- DESCRIPTION OF THE TASK -
Only the lines from the one containing "Phrase: marble tile backsplash" to the end of the entries should be written out, each exactly as it stands, both ends included.

- WORKING DATA -
────────
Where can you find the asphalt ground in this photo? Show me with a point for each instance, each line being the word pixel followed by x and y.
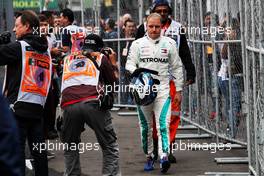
pixel 132 159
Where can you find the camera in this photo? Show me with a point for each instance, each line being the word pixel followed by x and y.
pixel 5 37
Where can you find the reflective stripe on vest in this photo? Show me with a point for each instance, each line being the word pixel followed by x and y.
pixel 78 70
pixel 36 75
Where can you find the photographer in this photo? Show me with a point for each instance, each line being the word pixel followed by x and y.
pixel 27 83
pixel 85 74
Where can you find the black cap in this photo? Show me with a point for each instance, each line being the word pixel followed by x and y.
pixel 93 43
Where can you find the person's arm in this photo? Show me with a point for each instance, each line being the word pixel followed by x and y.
pixel 66 40
pixel 185 55
pixel 132 58
pixel 10 53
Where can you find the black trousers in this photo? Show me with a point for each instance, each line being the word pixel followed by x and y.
pixel 32 130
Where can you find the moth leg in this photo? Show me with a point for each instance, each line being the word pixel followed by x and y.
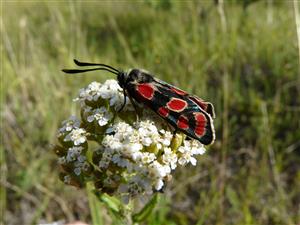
pixel 135 108
pixel 124 103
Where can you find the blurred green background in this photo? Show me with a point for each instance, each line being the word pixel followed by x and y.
pixel 240 55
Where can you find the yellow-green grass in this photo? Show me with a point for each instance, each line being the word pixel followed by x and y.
pixel 241 57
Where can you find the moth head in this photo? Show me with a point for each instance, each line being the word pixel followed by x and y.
pixel 139 76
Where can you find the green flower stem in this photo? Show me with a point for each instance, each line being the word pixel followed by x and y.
pixel 95 205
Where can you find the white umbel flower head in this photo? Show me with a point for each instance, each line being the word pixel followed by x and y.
pixel 133 159
pixel 101 115
pixel 77 135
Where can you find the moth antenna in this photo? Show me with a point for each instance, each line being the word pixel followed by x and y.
pixel 78 63
pixel 87 70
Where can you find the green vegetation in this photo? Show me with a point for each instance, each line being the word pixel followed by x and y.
pixel 241 57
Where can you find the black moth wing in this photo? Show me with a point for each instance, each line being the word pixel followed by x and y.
pixel 206 106
pixel 160 96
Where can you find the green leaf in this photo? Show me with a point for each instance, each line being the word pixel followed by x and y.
pixel 146 211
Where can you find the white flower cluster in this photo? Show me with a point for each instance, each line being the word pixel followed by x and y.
pixel 110 91
pixel 146 155
pixel 134 159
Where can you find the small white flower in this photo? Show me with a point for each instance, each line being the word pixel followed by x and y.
pixel 186 157
pixel 69 124
pixel 158 184
pixel 110 141
pixel 101 115
pixel 170 158
pixel 147 157
pixel 167 137
pixel 77 135
pixel 73 153
pixel 67 179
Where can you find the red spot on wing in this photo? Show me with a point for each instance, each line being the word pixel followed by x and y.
pixel 199 102
pixel 146 90
pixel 183 122
pixel 163 111
pixel 178 91
pixel 177 104
pixel 200 121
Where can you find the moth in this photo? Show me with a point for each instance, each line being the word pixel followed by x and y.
pixel 185 112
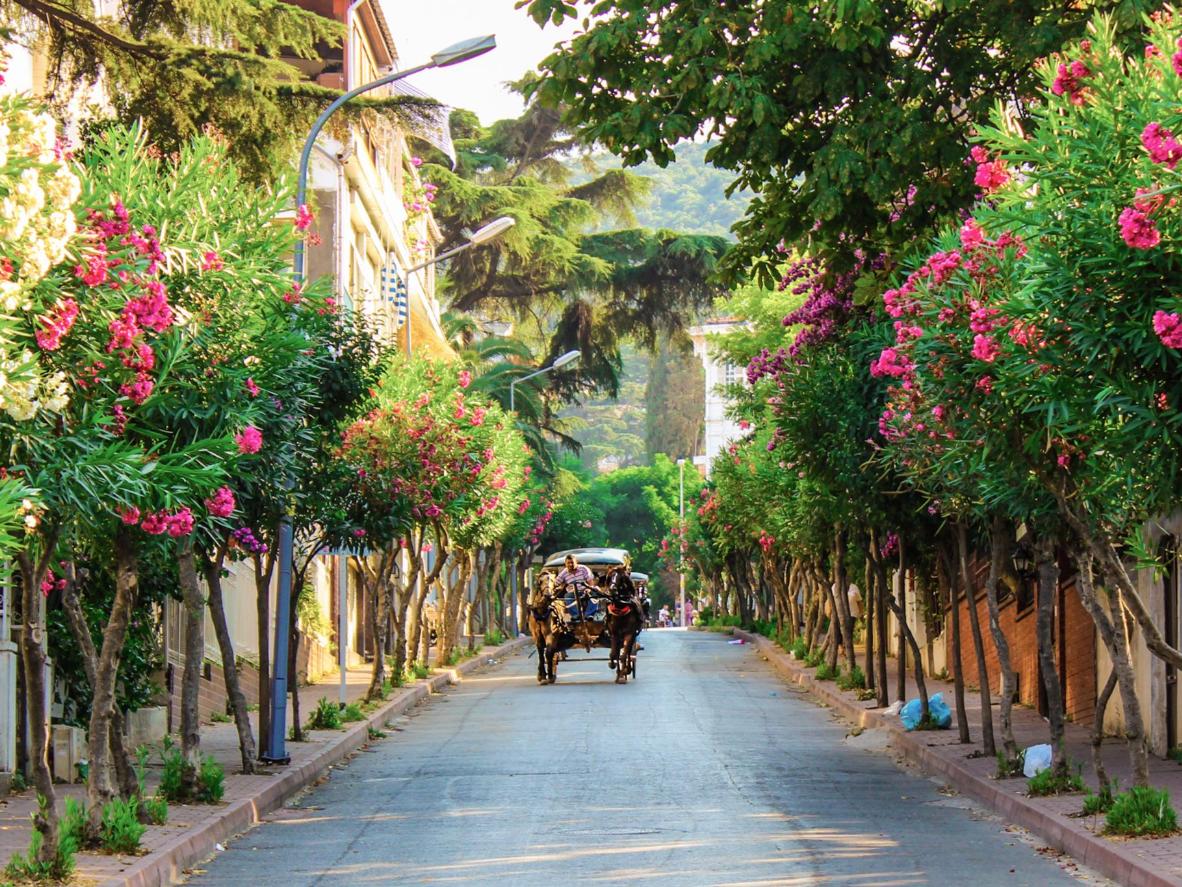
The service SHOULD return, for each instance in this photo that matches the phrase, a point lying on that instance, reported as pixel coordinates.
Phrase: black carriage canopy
(590, 557)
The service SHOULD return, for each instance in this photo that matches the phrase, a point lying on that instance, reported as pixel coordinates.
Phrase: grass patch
(1141, 811)
(208, 783)
(1096, 804)
(121, 829)
(326, 716)
(25, 867)
(853, 679)
(1047, 782)
(824, 673)
(1010, 768)
(417, 671)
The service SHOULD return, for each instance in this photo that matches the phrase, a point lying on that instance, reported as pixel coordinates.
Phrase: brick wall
(1019, 629)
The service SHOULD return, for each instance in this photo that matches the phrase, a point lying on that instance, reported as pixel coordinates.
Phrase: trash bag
(941, 714)
(1036, 759)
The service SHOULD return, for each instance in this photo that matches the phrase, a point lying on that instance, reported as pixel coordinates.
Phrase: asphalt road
(707, 770)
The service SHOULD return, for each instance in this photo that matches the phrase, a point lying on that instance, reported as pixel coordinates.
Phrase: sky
(421, 27)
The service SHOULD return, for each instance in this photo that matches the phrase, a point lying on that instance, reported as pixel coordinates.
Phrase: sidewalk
(1149, 862)
(193, 830)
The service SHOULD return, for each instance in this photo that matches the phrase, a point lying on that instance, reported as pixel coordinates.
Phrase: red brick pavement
(1150, 862)
(193, 830)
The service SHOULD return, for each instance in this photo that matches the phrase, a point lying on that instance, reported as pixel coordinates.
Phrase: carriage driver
(578, 577)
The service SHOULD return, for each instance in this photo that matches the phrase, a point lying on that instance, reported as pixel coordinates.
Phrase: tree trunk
(882, 589)
(194, 661)
(98, 785)
(1047, 587)
(229, 662)
(949, 577)
(1097, 738)
(921, 685)
(37, 717)
(125, 776)
(901, 636)
(999, 552)
(982, 671)
(453, 602)
(842, 599)
(264, 568)
(868, 595)
(1112, 634)
(1109, 558)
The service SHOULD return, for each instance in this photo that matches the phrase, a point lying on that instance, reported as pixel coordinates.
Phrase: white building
(720, 429)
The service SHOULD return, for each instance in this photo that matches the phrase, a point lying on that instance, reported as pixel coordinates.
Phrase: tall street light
(485, 234)
(277, 750)
(681, 537)
(559, 362)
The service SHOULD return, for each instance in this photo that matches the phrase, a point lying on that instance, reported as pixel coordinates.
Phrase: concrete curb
(166, 865)
(1099, 854)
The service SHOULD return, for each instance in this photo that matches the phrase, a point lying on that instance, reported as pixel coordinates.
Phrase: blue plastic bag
(941, 714)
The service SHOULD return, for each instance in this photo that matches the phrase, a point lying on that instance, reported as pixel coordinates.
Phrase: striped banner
(394, 291)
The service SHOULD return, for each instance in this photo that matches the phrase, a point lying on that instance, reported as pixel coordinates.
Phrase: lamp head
(569, 357)
(492, 231)
(462, 51)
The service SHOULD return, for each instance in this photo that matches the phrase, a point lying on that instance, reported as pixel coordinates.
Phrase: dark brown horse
(547, 627)
(625, 617)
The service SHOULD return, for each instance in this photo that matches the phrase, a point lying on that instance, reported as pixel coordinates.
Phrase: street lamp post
(681, 537)
(559, 362)
(277, 750)
(484, 234)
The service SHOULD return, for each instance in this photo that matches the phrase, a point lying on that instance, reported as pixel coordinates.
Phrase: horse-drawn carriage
(586, 597)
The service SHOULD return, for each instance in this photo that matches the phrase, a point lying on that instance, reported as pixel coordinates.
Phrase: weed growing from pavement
(1049, 782)
(1011, 768)
(1141, 811)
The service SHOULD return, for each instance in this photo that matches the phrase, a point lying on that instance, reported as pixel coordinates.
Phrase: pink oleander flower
(221, 503)
(93, 269)
(1161, 144)
(1069, 82)
(155, 523)
(180, 523)
(56, 324)
(249, 440)
(1137, 230)
(138, 390)
(991, 174)
(891, 363)
(972, 235)
(985, 348)
(1168, 328)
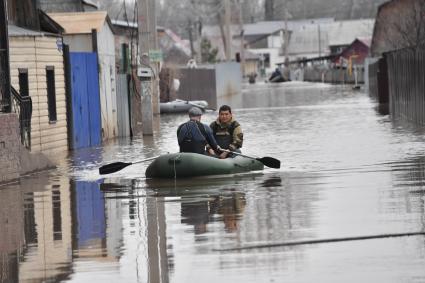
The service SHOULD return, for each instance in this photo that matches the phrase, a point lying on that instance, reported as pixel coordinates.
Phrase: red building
(399, 24)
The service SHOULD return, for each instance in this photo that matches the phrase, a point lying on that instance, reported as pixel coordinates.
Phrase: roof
(18, 31)
(269, 27)
(366, 41)
(306, 38)
(82, 22)
(344, 32)
(306, 41)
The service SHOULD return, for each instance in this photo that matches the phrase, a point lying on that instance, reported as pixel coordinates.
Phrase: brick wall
(9, 147)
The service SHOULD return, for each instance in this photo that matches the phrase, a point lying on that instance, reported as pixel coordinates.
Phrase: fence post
(5, 100)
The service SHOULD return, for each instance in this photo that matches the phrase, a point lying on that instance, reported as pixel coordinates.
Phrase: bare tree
(407, 29)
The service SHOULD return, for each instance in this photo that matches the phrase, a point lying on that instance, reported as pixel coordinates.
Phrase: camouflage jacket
(229, 135)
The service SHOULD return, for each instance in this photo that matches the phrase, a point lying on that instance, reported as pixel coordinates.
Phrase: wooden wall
(35, 53)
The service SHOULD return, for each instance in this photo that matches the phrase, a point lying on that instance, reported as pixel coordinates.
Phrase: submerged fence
(406, 73)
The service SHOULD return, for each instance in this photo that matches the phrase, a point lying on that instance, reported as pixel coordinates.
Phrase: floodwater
(350, 178)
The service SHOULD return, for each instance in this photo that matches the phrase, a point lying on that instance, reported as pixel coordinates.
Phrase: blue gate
(85, 100)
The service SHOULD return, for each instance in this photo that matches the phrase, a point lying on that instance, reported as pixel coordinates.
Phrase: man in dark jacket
(193, 136)
(227, 131)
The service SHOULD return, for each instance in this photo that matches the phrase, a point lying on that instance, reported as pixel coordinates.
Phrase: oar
(202, 107)
(268, 161)
(117, 166)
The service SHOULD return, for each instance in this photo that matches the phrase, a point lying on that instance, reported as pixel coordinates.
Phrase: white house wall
(79, 42)
(275, 41)
(107, 82)
(275, 58)
(34, 53)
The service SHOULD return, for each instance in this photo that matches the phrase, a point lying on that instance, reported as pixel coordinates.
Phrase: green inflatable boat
(182, 165)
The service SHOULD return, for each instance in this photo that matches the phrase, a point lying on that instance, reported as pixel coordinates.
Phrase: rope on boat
(320, 241)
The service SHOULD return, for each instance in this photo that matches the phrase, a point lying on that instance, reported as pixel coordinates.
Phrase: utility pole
(190, 29)
(227, 29)
(5, 99)
(147, 72)
(286, 43)
(242, 51)
(268, 7)
(319, 35)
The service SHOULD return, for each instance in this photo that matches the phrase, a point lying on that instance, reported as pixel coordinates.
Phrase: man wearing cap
(194, 136)
(227, 131)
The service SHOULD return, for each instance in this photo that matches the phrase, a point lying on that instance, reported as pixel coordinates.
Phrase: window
(51, 93)
(23, 82)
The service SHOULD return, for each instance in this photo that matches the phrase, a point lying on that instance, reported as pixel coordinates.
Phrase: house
(323, 40)
(50, 6)
(355, 54)
(399, 24)
(37, 71)
(91, 44)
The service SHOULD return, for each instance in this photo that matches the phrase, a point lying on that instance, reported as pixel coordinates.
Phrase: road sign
(155, 55)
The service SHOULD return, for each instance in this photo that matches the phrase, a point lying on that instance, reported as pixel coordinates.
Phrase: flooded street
(347, 172)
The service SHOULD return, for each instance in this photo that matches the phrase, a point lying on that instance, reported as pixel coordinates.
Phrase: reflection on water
(347, 171)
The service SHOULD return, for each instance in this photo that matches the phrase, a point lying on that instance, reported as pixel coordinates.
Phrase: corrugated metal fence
(378, 81)
(406, 72)
(335, 76)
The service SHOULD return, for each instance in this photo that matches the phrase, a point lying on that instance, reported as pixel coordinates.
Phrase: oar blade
(113, 167)
(270, 162)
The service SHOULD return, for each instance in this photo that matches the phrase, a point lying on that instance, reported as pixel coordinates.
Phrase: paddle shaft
(117, 166)
(268, 161)
(196, 105)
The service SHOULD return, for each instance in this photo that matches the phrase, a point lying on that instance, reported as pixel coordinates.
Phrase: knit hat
(194, 112)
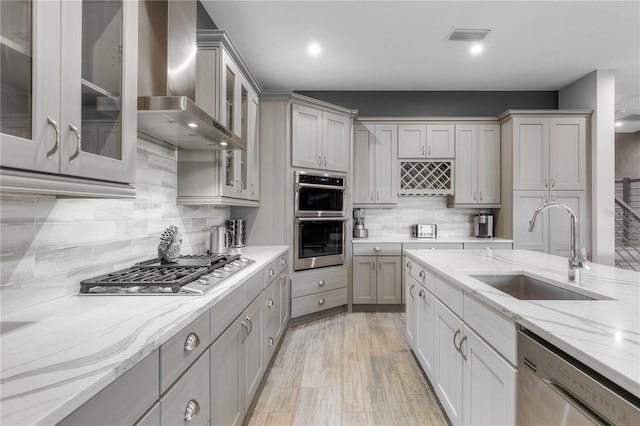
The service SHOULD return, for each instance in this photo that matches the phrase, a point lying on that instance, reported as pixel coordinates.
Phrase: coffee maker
(359, 231)
(483, 225)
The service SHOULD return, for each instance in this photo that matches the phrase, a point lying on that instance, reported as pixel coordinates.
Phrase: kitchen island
(56, 356)
(603, 334)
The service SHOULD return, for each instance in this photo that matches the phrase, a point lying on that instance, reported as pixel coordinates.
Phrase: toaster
(425, 231)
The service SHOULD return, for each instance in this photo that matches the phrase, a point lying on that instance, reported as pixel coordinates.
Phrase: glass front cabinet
(68, 96)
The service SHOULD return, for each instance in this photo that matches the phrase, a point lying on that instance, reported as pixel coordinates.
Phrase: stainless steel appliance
(191, 275)
(424, 231)
(359, 231)
(220, 240)
(483, 225)
(319, 242)
(555, 389)
(238, 232)
(319, 195)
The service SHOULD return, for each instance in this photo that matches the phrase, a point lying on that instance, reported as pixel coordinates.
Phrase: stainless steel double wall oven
(320, 220)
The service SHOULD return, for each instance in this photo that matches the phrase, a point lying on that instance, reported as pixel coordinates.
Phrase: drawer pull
(192, 341)
(193, 408)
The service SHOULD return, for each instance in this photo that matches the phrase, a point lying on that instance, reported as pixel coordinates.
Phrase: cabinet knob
(192, 410)
(191, 342)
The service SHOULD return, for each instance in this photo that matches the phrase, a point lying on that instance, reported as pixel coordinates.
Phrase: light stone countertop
(73, 347)
(603, 334)
(439, 240)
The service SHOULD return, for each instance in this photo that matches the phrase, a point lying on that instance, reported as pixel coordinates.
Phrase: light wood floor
(347, 369)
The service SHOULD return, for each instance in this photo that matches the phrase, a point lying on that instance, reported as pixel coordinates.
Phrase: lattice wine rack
(424, 177)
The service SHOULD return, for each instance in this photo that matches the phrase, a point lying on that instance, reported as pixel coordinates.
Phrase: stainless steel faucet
(575, 264)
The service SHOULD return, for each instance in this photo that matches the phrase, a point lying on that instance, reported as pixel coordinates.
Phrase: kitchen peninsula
(601, 333)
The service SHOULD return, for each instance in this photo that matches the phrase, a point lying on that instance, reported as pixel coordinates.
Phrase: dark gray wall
(435, 104)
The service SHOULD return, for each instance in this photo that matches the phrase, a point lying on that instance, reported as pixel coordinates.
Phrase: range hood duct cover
(167, 114)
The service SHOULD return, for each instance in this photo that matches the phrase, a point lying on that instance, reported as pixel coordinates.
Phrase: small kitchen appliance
(220, 240)
(359, 231)
(238, 232)
(483, 225)
(424, 231)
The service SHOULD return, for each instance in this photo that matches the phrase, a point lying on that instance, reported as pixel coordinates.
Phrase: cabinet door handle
(191, 342)
(75, 155)
(192, 410)
(455, 336)
(464, 357)
(54, 148)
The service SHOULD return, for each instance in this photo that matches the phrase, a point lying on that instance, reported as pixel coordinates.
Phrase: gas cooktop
(190, 275)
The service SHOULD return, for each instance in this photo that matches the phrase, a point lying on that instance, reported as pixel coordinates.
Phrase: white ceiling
(403, 45)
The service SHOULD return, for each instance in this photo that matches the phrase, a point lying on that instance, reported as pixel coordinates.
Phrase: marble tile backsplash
(48, 245)
(396, 222)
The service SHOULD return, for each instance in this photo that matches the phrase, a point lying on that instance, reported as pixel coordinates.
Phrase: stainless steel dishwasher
(555, 389)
────────
- SOLUTION TO THIS TASK -
Phrase: marble tile backsplash
(48, 245)
(396, 222)
The service SHOULD return, for each instance in this photo that matches the phrase, a point lying on that instance, reported as pixel coordinates.
Phrase: stainless steel dishwasher
(555, 389)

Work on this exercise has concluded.